◆ **WHAT YOU ARE ASKED TO DO**: Can you convert the entries below into a two-column CSV headed input and output, with one row for each text and its answer, every field in quotes, and line breaks turned into spaces? Leave the pictures out.

Data items:
####
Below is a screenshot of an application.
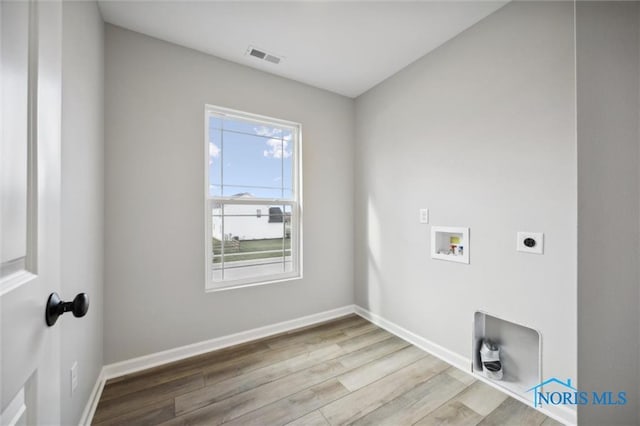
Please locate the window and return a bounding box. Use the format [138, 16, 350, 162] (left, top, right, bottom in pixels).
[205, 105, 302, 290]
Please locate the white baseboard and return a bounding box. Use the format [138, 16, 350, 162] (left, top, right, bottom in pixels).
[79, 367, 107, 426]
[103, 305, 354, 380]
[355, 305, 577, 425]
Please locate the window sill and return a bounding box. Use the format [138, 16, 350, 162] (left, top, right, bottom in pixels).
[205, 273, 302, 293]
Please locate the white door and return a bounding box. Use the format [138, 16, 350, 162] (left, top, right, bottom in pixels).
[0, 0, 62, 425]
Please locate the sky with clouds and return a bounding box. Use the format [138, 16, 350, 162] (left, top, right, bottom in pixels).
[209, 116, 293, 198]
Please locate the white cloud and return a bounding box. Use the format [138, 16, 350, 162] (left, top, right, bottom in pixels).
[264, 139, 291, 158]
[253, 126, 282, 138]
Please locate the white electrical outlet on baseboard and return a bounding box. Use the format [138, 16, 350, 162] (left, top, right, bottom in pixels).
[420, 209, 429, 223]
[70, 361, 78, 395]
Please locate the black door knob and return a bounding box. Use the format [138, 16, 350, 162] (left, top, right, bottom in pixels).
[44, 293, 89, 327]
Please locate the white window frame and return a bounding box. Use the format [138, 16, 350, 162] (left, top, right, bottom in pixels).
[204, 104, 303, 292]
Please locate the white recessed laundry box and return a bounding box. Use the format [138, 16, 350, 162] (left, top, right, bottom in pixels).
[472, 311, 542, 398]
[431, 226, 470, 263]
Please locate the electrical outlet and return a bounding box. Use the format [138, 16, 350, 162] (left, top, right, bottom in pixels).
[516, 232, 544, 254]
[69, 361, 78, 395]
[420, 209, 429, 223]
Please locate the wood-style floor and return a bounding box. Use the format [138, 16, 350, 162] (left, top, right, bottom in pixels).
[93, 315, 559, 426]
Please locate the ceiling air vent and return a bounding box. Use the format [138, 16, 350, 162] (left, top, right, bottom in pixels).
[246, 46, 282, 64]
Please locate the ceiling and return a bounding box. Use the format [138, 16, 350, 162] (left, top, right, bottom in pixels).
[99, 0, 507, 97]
####
◆ **OUTPUT BELOW**:
input,output
"Below is a screenshot of an application. Please locate the window and return a bounding box. Use the format [138, 16, 350, 162] (left, top, right, bottom in pixels).","[205, 105, 302, 290]"
"Please locate the white baseboard and return a bounding box. Use the format [138, 16, 350, 162] (left, top, right, bottom in pixels).","[79, 367, 107, 426] [103, 305, 354, 380] [355, 305, 577, 425]"
"Please locate the window sill and return a bounding box. Use the format [138, 16, 350, 162] (left, top, right, bottom in pixels).","[205, 273, 302, 293]"
"Please locate the white door and return a bounding box. Use the format [138, 16, 350, 162] (left, top, right, bottom in pixels).","[0, 0, 62, 425]"
"Please locate the sky with clouds and return a bounding box. Use the format [138, 16, 350, 162] (left, top, right, bottom in pixels).","[209, 116, 293, 198]"
"Please locate the white cloud and return a bounding box. Use the format [138, 16, 350, 162] (left, top, right, bottom in pixels).","[264, 139, 291, 158] [253, 126, 282, 138]"
"Please locate the white electrical outlet on baseboard and return a bounding box. Use the format [138, 16, 350, 162] (left, top, right, bottom in pixels).","[420, 209, 429, 223] [70, 361, 78, 395]"
"Please locate the black door knob and return a bounding box. Use the format [138, 16, 350, 162] (left, top, right, bottom in pixels).","[44, 293, 89, 327]"
"Please locate the white window frame and return a bounding box. Use the format [138, 16, 350, 162] (left, top, right, bottom in pixels).","[204, 104, 303, 292]"
"Please locate the white recessed laundry box and return a bounding box. Use the format [138, 16, 350, 162] (left, top, right, bottom in pixels).","[472, 311, 542, 398] [431, 226, 470, 263]"
"Please locate the electrical outlet and return a bounding box. Use the format [138, 16, 350, 162] (left, top, right, bottom in pixels).","[516, 232, 544, 254] [69, 361, 78, 395] [420, 209, 429, 223]"
"Please locate the wood-style floor and return a bounding box. Use the format [138, 16, 350, 162] (left, top, right, bottom in pixels).","[93, 315, 559, 426]"
"Please locate the ceiling air vent and return a bounding box. Use the format [138, 16, 350, 162] (left, top, right, bottom in pixels).","[246, 46, 282, 64]"
"Please locate the ceiling and return a bounding box. Use the format [138, 16, 350, 162] (left, top, right, bottom in pixels).","[99, 0, 507, 97]"